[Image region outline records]
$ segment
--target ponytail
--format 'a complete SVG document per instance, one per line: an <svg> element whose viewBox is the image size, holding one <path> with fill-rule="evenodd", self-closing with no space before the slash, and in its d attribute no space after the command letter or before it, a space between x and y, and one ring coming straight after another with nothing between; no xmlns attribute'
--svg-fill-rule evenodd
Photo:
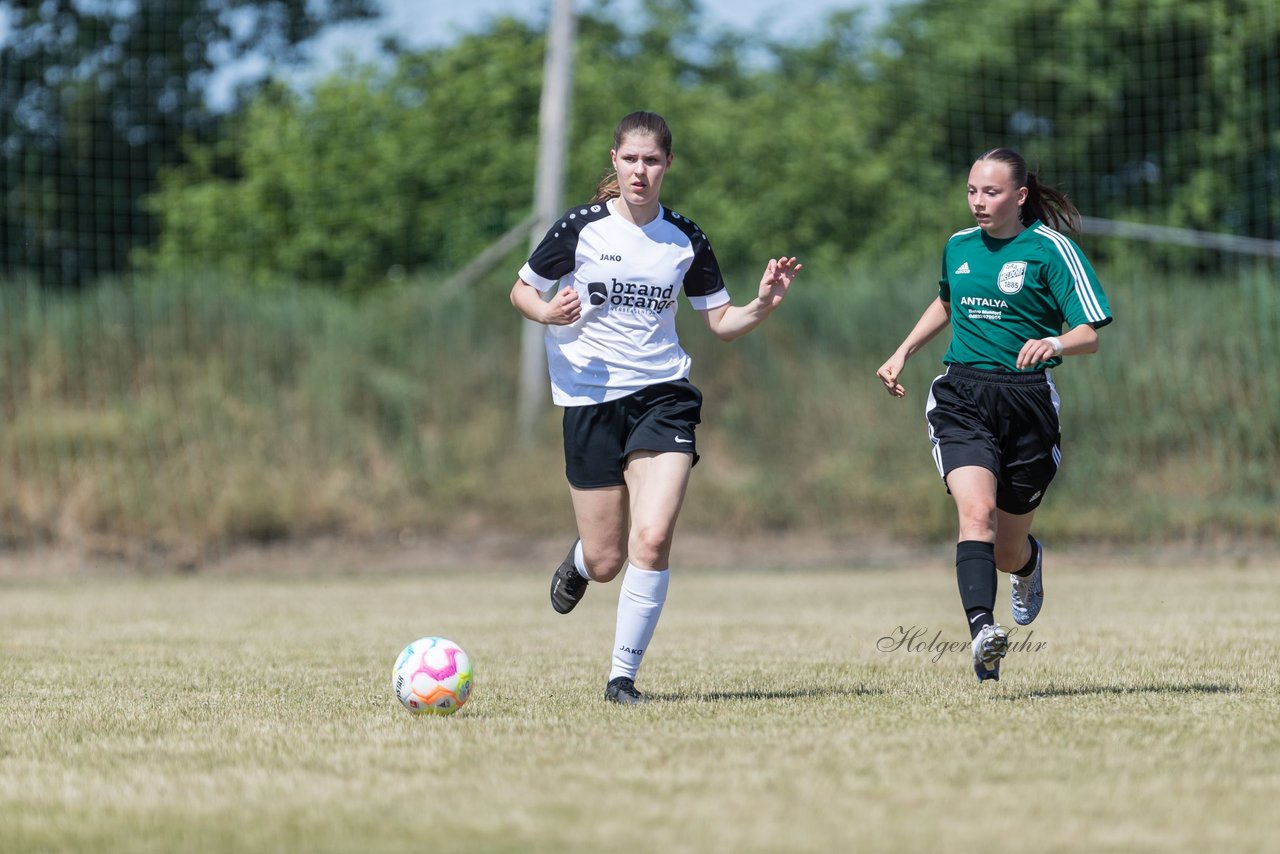
<svg viewBox="0 0 1280 854"><path fill-rule="evenodd" d="M617 151L621 149L622 141L635 133L652 136L666 155L671 156L671 128L667 125L667 120L657 113L640 110L622 117L618 127L613 129L613 150ZM622 188L618 186L618 173L611 169L600 178L600 183L595 186L595 197L591 198L591 204L617 198L621 195Z"/></svg>
<svg viewBox="0 0 1280 854"><path fill-rule="evenodd" d="M1057 232L1079 232L1080 211L1066 197L1066 193L1042 184L1039 177L1027 168L1027 160L1012 149L992 149L978 156L978 160L996 160L1009 166L1014 183L1027 187L1027 201L1019 211L1023 225L1037 219Z"/></svg>

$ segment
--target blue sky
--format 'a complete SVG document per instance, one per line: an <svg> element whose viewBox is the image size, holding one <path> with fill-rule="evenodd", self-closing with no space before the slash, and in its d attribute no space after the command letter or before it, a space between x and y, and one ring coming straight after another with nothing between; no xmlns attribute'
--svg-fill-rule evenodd
<svg viewBox="0 0 1280 854"><path fill-rule="evenodd" d="M632 14L637 0L612 0L618 14ZM550 0L384 0L388 17L397 28L424 38L425 45L447 44L461 32L474 32L485 20L500 14L513 14L543 20ZM882 13L893 0L700 0L707 18L716 26L749 31L768 28L780 35L813 33L827 15L837 9L861 6L873 14ZM575 8L586 9L593 0L576 0ZM425 6L425 14L422 12Z"/></svg>

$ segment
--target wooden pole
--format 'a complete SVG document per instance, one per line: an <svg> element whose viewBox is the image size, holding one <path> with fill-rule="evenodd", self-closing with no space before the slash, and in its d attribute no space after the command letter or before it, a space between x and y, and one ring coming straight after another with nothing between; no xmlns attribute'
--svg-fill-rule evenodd
<svg viewBox="0 0 1280 854"><path fill-rule="evenodd" d="M573 0L553 0L543 63L543 100L538 114L538 174L534 178L534 216L530 247L538 245L556 218L564 213L570 97L573 88ZM517 429L530 444L549 385L543 325L524 320L520 339L520 396Z"/></svg>

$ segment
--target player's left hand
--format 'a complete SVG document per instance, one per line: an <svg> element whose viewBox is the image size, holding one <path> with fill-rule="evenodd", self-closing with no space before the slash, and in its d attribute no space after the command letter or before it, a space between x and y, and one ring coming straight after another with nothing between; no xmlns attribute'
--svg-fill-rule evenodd
<svg viewBox="0 0 1280 854"><path fill-rule="evenodd" d="M760 277L760 302L771 309L777 307L801 269L804 265L794 257L769 259L764 275Z"/></svg>
<svg viewBox="0 0 1280 854"><path fill-rule="evenodd" d="M1047 362L1053 356L1061 356L1062 351L1056 348L1047 338L1032 338L1018 351L1018 370L1027 370L1042 362Z"/></svg>

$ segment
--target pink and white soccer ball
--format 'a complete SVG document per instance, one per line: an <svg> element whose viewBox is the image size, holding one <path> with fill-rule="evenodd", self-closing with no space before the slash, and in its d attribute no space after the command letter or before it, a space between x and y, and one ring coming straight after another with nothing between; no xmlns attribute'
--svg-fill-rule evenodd
<svg viewBox="0 0 1280 854"><path fill-rule="evenodd" d="M453 714L471 697L471 659L445 638L419 638L392 668L396 697L413 714Z"/></svg>

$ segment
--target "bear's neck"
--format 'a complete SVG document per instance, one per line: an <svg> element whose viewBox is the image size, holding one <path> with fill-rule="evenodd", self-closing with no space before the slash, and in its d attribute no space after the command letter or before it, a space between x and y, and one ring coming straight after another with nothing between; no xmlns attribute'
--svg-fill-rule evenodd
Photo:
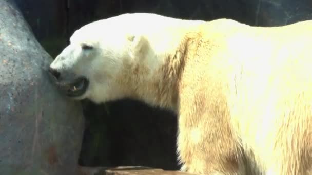
<svg viewBox="0 0 312 175"><path fill-rule="evenodd" d="M134 69L131 74L137 75L132 79L134 87L129 97L148 104L177 112L180 80L187 56L188 39L183 39L171 53L157 55L154 59L164 59L151 72L146 67ZM144 68L145 67L145 68Z"/></svg>

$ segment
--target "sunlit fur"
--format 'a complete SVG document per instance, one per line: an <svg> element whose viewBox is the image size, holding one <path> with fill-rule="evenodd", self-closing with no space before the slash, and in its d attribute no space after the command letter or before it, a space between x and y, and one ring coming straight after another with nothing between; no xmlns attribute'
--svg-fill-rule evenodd
<svg viewBox="0 0 312 175"><path fill-rule="evenodd" d="M261 28L124 14L77 30L52 65L88 78L77 99L128 97L176 112L182 170L311 174L311 21Z"/></svg>

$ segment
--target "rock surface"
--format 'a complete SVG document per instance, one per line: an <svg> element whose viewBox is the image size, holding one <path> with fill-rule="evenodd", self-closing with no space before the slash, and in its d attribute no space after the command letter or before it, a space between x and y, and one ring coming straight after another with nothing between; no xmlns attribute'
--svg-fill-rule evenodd
<svg viewBox="0 0 312 175"><path fill-rule="evenodd" d="M166 171L162 169L143 166L120 166L115 168L82 168L79 175L192 175L179 171Z"/></svg>
<svg viewBox="0 0 312 175"><path fill-rule="evenodd" d="M75 174L84 120L50 81L52 59L0 1L0 174Z"/></svg>

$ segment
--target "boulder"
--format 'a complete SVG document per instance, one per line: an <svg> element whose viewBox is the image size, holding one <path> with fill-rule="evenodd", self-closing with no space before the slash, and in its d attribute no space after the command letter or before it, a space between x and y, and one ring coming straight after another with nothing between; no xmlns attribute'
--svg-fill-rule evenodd
<svg viewBox="0 0 312 175"><path fill-rule="evenodd" d="M0 1L0 174L75 174L82 108L59 94L52 59L13 0Z"/></svg>

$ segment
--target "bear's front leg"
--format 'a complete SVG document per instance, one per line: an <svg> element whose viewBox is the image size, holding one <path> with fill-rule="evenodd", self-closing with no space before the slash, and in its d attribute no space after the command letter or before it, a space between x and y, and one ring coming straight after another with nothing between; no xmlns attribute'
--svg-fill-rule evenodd
<svg viewBox="0 0 312 175"><path fill-rule="evenodd" d="M193 103L181 101L177 146L181 170L245 174L242 149L231 128L227 106L220 98L215 103L213 99L209 104L200 98Z"/></svg>

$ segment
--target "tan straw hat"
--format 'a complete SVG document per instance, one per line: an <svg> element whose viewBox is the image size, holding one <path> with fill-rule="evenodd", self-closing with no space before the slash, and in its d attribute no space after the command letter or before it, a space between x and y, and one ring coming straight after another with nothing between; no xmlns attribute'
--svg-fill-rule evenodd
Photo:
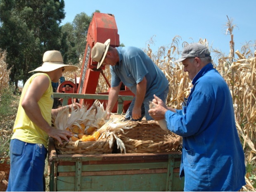
<svg viewBox="0 0 256 192"><path fill-rule="evenodd" d="M63 63L62 54L58 51L47 51L43 55L43 62L42 66L29 71L49 72L54 71L61 67L64 67L64 72L75 70L78 67L73 65L65 65Z"/></svg>
<svg viewBox="0 0 256 192"><path fill-rule="evenodd" d="M91 57L93 61L98 62L97 69L100 67L104 61L110 44L110 39L109 39L104 44L96 43L92 49Z"/></svg>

» Objective
State how many lines of the data above contain the string "target". Give only the number.

» Exercise result
11